■ **SOURCE EXTRACT**:
Tyrosine kinase-dependent regulation of L-selectin expression through the Leu-13 signal transduction molecule: evidence for a protein kinase C-independent mechanism of L-selectin shedding.

Abstract

The L-selectin adhesion molecule mediates lymphocyte extravasation in peripheral lymph nodes, and has also been implicated in directing leukocyte recruitment to inflammatory tissues and metastasis of lymphoid malignancies. In this study, we demonstrate a novel level of regulation of L-selectin expression that involves the 16-kDa Leu-13 signal transduction molecule. Leu-13 is a member of a multimeric cell surface complex in lymphocytes that includes TAPA-1 (target of antiproliferative Ab-1, CD81) as well as lineage-specific proteins. In the present study, mAb-induced ligation of Leu-13 was shown to rapidly down-regulate L-selectin surface density on normal and malignant human lymphocytes, and to markedly inhibit L-selectin-mediated adhesion of lymphocytes to soluble carbohydrate ligands (i.e., PPME, phosphomonoester core polysaccharide) and to lymph node high endothelial venules. Through the use of genistein and staurosporine, potent inhibitors of tyrosine kinases (TK) and protein kinase C (PKC), respectively, Leu-13-induced L-selectin down-modulation was demonstrated to involve a TK-dependent, PKC-independent pathway, and was attributed to increased L-selectin shedding from surface membranes. Notably, direct L-selectin ligation, modeling cross-linking interactions with endothelial cell ligands, similarly down-regulates L-selectin surface expression through a TK-dependent, PKC-independent mechanism. In sharp contrast, PMA and anti-CD3 mAb down-regulate L-selectin via a staurosporine-sensitive, genistein-resistant pathway that is closely linked to lymphocyte proliferation. Taken together, these results demonstrate a novel role for Leu-13- and L-selectin-induced TK activity in control of L-selectin expression, thus providing insight into the complex molecular mechanisms that potentially regulate L-selectin-dependent lymphocyte homing in vivo.

■ **PROVIDED MATERIAL**:

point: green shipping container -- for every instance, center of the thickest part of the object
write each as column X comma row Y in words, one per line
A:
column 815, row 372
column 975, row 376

■ **WORK REQUEST 1**: Reproduce the passage of the L-selectin abstract between "Tyrosine kinase-dependent regulation" and "of L-selectin shedding.", inclusive.
■ **WORK REQUEST 2**: Decide whether each statement agrees with the L-selectin abstract, answering yes or no and quoting the deciding words: (a) Leu-13 is a 16-kDa molecule. (b) PMA and anti-CD3 mAb down-regulate L-selectin through a genistein-sensitive pathway. (c) The down-modulation of L-selectin induced by Leu-13 was attributed to increased L-selectin shedding.

■ **EXPECTED ANSWER 1**:
Tyrosine kinase-dependent regulation of L-selectin expression through the Leu-13 signal transduction molecule: evidence for a protein kinase C-independent mechanism of L-selectin shedding.

■ **EXPECTED ANSWER 2**:
(a) Yes: "the 16-kDa Leu-13 signal transduction molecule"
(b) No: "PMA and anti-CD3 mAb down-regulate L-selectin via a staurosporine-sensitive, genistein-resistant pathway"
(c) Yes: "was attributed to increased L-selectin shedding from surface membranes"